■ Assigned task: Quote each record exactly, please, leaving none out.

Items from a data source

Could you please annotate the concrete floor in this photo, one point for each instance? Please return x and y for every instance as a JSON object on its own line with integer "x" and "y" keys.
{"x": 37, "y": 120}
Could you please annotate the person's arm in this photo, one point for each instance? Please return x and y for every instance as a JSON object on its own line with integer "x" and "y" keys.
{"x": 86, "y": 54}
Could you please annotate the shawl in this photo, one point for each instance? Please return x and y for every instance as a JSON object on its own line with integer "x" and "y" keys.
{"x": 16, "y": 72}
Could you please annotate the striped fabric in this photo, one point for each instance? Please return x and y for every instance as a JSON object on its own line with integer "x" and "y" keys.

■ Expected answer:
Could you please annotate the concrete floor in this photo, one point for each instance? Please return x and y for every instance as a JSON object on its own line with integer "x" and "y" keys.
{"x": 37, "y": 120}
Could you please annotate the person's arm in this photo, one point for each instance? Please return x and y for every instance as a JSON object on its own line with integer "x" and "y" keys.
{"x": 86, "y": 54}
Could you please annotate the shawl in this photo, one point for each instance? Please return x and y for every instance as a JSON object on its own line with integer "x" and "y" keys.
{"x": 16, "y": 72}
Could you please annotate the striped fabric in this photo, one point for each instance? Please return x and y for every instance as a JSON object on its own line with integer "x" and "y" keys.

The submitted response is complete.